**TEXT UNDER STUDY:**
◆ ◆ ◆

Movie Review: Eastern Promises (2007)

I thought there'd be exploding heads.

Eastern Promises (2007)

Starring: Viggo Mortensen, Naomi Watts, Vincent Cassel, Sinéad Cusack, Donald Sumpter, Armin Mueller-Stahl

Directed by: David Cronenberg

Confession time. Prior to this, I had only seen one David Cronenberg movie in full, 2005’s A History of Violence (I’ve seen parts of his Crash and The Dead Zone as well). This makes me both A) a terrible film snob (which I already knew), and B) a terrible Canadian. Both of which makes me want to check out more movies by Cronenberg, perhaps the best director in my country’s history… but… do they have to be so weird?

◆ ◆ ◆

**Saved entries:**
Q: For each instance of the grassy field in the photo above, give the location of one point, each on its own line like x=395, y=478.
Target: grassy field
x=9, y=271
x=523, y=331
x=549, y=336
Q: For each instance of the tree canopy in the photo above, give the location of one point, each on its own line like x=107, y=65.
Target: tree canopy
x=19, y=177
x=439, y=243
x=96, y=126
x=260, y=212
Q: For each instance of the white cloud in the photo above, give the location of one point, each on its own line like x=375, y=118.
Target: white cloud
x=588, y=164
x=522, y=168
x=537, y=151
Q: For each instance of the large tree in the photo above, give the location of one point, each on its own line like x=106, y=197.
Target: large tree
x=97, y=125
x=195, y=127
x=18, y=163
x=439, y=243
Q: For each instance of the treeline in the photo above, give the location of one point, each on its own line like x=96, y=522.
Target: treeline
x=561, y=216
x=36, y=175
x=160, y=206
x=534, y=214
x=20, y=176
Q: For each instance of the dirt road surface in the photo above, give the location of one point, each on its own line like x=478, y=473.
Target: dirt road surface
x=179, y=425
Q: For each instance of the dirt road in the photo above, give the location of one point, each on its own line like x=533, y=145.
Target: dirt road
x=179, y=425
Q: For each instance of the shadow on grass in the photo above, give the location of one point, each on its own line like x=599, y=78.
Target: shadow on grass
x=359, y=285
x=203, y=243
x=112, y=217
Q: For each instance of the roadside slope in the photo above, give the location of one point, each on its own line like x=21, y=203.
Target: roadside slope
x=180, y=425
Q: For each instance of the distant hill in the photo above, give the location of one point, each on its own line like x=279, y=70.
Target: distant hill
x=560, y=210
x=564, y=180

◆ ◆ ◆

**EXERCISE SET:**
1. In the Eastern Promises review, which David Cronenberg movie had the reviewer seen in full before this one?
2. Pick up the Eastern Promises review after its last sentence and keep writing it.

**OUTPUTS BY TASK:**
1. A History of Violence, from 2005.

2.
Luckily, he seems to be exploring a different genre with his newest films than the body horror genre flicks like The Fly, Dead Ringers, and Naked Lunch from earlier in his career, making movies I’m interested in seeing for reasons other than patriotism. As with A History of Violence, Eastern Promises continues Cronenberg’s recent examination of violence and the loss of identity that comes with it. In Eastern Promises, Cronenberg presents a story about the Russian mafia in London, following Nikolai Luzhin (Viggo Mortensen), a driver for the Russian mafia family headed by Semyon (Armin Mueller-Stahl), looking to move up in the family with his close connection to Semyon’s son Kirill (Vincent Cassel). Problems arise when he crosses paths with Anna Khitrova (Naomi Watts), a midwife at a North London hospital, who gets mixed up with the family when a young Russian girl dies on her table while giving birth.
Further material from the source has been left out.